Just for a moment take off the cloak of reverence from Iqbal's persona and forget that he was our national poet and visionary, and independently judge the credibility of his scholarship and insight from an impartial yardstick. One is simply amazed by his diversity and depth. With a command over Arabic, Persian, Urdu, Punjabi, Sanskrit, German and English languages, he had a keen perception of Eastern and Western literature, ancient as well as modern. An ardent follower of the history of civilisations and religions, coupled with his interest in sociology and economics (he had written a handbook on Economics, Ilmul Iqtisad, early in his career), his grasp of the march of human thought was phenomenal. Never formally a student of science, still he was acutely aware of the contemporary advances in the field and their transforming impact on human landscape. Not to forget his lifelong association as an ardent student of philosophy and law, in which he held formal degrees.

Not content with all that, his versatility found expression in poetically mediated thought. Urdu poetry, which traditionally operated in the narrow confines of love and melancholy, found a practitioner that lifted it to celestial heights, introducing subjects that were fresh, virile and inspirational.

Unleashing the potential inherent in an individual, Iqbal is a vociferous advocate of human empowerment. He prepares an individual through awareness and self-realisation, and ultimately guides him towards self-actualisation. He raises man to such heights where even Divine force acts as a coworker in unison with human aspirations. The cultivation of Khudi or Self is a recurrent theme in his works. For him it is these individual building blocks that need to be nurtured and trained to foster higher collective aims. It is their individual worth and association with lofty ideals that would equip them with self-belief, which in turn would chart a glorious course for the Nation.

But Iqbal is not just the prophet of Khudi or 'Self', as some would emphasise. That Khudi, on a higher and advanced plane, finds expression in Bekhudi or 'Selflessness'. No wonder Iqbal's Mathnawi Asrar-e-Khudi (Secrets of the Self) was followed by Rumooz-e-Bekhudi (Mysteries of Selflessness). For him it is just like a drop submitting its being to an ocean. It retains its essential identity, yet is an intrinsic part of a larger whole. Thus Iqbal methodically prepares a choicest crop of individuals, aware of their boundless creative capacity, and offers their services for the realisation of higher collective ideals. And it is this submission that ensures their individual preservation.

The individual is firm by nation's coherence, otherwise nothing/The wave is only in the ocean, and outside it is nothing.

On a much broader horizon Iqbal envisions humanity as one entity. It would be naïve to assume that he was partial towards the East and had antagonism for the West. He was beyond such parochial prejudices. Actually he opposed everything that had a detrimental impact on the creative existence of mankind. So while he vehemently criticises the West for its crass materialism and hegemonic greed, in the same breath he censures East for slavish imitation and intellectual sloth. He stands for the emancipation of humanity. In the New Year Message (Iqbal's last message) broadcast from the All-India Radio Station Lahore on 1st January,1938, he unequivocally asserts, "…Only one unity is dependable, and that unity is the brotherhood of man, which is above race, nationality, colour or language…" Iqbal's is simply an all-embracing creed that yearns to usher in a dawn of shared human prosperity.

Don't shun the East, nor look on West with scorn/Since Nature yearns for change of night to morn.

▸ **DATA PROVIDED**
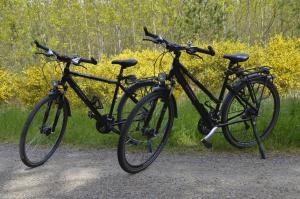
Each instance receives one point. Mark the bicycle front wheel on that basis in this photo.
(43, 131)
(145, 132)
(265, 99)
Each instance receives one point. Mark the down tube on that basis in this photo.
(84, 98)
(187, 89)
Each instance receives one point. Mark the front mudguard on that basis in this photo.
(172, 98)
(56, 94)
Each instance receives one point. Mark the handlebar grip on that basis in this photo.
(148, 33)
(41, 46)
(90, 61)
(212, 51)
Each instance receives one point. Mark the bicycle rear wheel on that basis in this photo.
(43, 131)
(265, 99)
(145, 132)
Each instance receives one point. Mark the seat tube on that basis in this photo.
(119, 78)
(188, 90)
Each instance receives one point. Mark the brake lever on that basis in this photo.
(197, 56)
(154, 41)
(80, 65)
(45, 54)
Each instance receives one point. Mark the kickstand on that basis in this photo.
(258, 140)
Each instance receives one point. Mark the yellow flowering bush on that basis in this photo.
(6, 85)
(282, 55)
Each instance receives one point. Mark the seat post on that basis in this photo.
(120, 76)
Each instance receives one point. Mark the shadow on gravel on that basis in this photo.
(96, 174)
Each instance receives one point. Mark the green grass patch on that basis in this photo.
(81, 130)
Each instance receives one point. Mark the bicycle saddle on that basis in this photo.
(239, 57)
(125, 63)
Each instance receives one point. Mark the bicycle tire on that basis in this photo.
(125, 139)
(265, 130)
(24, 154)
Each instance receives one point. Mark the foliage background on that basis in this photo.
(268, 30)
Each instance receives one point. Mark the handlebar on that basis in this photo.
(63, 58)
(176, 47)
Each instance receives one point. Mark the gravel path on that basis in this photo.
(73, 173)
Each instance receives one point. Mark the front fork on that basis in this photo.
(57, 97)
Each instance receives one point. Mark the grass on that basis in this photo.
(81, 130)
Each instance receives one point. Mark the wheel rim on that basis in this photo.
(242, 132)
(143, 142)
(41, 140)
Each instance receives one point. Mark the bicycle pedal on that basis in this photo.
(97, 102)
(91, 115)
(206, 143)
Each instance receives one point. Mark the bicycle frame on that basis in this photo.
(67, 78)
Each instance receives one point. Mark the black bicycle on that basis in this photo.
(46, 124)
(246, 115)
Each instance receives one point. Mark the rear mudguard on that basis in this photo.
(244, 80)
(172, 98)
(58, 94)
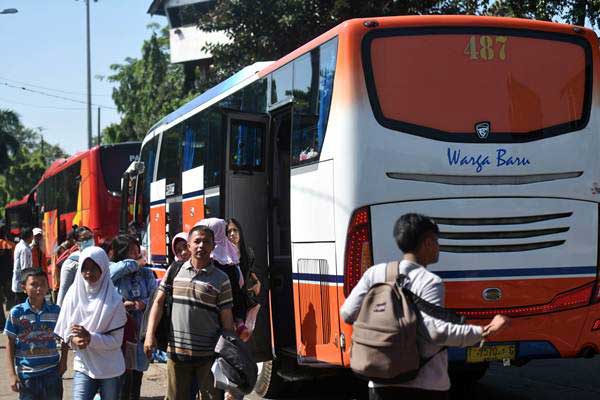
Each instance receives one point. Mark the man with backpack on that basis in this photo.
(418, 308)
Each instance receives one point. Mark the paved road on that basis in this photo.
(576, 379)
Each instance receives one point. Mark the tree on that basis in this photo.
(9, 130)
(25, 163)
(269, 29)
(570, 11)
(148, 89)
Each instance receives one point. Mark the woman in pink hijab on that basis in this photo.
(225, 257)
(179, 246)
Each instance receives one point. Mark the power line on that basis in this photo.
(54, 96)
(51, 89)
(40, 106)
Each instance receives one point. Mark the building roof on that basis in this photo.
(157, 8)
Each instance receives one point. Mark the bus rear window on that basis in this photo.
(466, 84)
(114, 160)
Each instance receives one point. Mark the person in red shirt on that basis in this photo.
(7, 248)
(38, 256)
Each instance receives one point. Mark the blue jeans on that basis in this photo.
(85, 388)
(47, 387)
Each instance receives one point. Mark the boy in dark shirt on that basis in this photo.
(32, 345)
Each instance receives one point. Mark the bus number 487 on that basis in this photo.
(487, 47)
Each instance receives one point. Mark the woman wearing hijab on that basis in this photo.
(68, 270)
(235, 234)
(135, 284)
(91, 321)
(225, 257)
(180, 249)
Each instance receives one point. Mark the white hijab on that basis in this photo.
(225, 252)
(97, 307)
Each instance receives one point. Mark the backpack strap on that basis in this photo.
(391, 271)
(171, 274)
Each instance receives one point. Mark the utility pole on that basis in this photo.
(99, 135)
(89, 73)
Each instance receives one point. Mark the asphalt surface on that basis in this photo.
(574, 379)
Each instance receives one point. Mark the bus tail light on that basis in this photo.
(575, 298)
(359, 254)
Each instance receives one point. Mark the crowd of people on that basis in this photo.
(108, 306)
(115, 316)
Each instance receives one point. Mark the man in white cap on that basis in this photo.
(38, 256)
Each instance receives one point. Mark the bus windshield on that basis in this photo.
(115, 160)
(448, 83)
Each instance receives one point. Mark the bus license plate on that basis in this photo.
(491, 353)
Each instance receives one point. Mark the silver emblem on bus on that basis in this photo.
(492, 294)
(483, 129)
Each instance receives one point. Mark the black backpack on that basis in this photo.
(163, 328)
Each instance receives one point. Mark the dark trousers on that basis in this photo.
(131, 385)
(399, 393)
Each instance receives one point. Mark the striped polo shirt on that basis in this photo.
(36, 352)
(198, 298)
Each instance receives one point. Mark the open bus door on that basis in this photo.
(246, 201)
(129, 193)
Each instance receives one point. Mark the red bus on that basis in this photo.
(84, 189)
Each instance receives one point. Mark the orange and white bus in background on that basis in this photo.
(488, 125)
(83, 189)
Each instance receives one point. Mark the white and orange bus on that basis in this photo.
(489, 125)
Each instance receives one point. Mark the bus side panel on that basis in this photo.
(192, 185)
(106, 208)
(316, 303)
(50, 228)
(158, 225)
(313, 264)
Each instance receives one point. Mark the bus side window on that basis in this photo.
(246, 150)
(313, 87)
(148, 157)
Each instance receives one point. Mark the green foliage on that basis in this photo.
(148, 89)
(151, 87)
(570, 11)
(269, 29)
(25, 162)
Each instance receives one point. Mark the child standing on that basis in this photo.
(32, 345)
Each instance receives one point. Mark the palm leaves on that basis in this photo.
(10, 125)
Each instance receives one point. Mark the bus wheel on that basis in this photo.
(269, 384)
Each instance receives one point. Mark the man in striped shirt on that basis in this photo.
(32, 345)
(202, 303)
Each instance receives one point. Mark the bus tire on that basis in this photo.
(269, 384)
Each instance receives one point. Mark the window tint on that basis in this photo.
(281, 84)
(148, 157)
(114, 161)
(169, 161)
(514, 85)
(313, 88)
(195, 142)
(246, 146)
(68, 191)
(215, 150)
(254, 98)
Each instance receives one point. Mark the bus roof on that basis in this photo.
(17, 203)
(62, 163)
(215, 93)
(261, 69)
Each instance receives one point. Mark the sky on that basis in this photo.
(44, 49)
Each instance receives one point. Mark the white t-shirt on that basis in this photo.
(432, 335)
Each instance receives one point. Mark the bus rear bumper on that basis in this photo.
(566, 334)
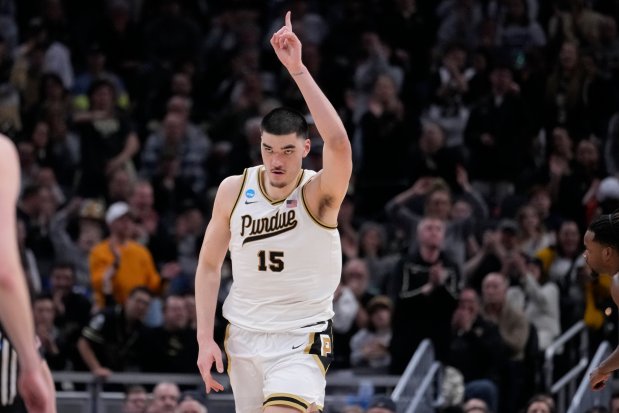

▸ **EXERCISE A**
In the essay on Iqbal, what is the title of the economics handbook he wrote early in his career?
▸ **EXERCISE B**
According to the essay on Iqbal, why does he criticize both the West and the East?
▸ **EXERCISE C**
In the essay on Iqbal, swap "ocean" for "sea" and write out everything from "But Iqbal is" down to "it is nothing.".
The material above stands apart from the essay on Iqbal.

▸ **FINAL ANSWER A**
Ilmul Iqtisad.

▸ **FINAL ANSWER B**
He opposed everything that had a detrimental impact on the creative existence of mankind. He therefore criticizes the West for its crass materialism and hegemonic greed, and the East for slavish imitation and intellectual sloth.

▸ **FINAL ANSWER C**
But Iqbal is not just the prophet of Khudi or 'Self', as some would emphasise. That Khudi, on a higher and advanced plane, finds expression in Bekhudi or 'Selflessness'. No wonder Iqbal's Mathnawi Asrar-e-Khudi (Secrets of the Self) was followed by Rumooz-e-Bekhudi (Mysteries of Selflessness). For him it is just like a drop submitting its being to an sea. It retains its essential identity, yet is an intrinsic part of a larger whole. Thus Iqbal methodically prepares a choicest crop of individuals, aware of their boundless creative capacity, and offers their services for the realisation of higher collective ideals. And it is this submission that ensures their individual preservation.

The individual is firm by nation's coherence, otherwise nothing/The wave is only in the sea, and outside it is nothing.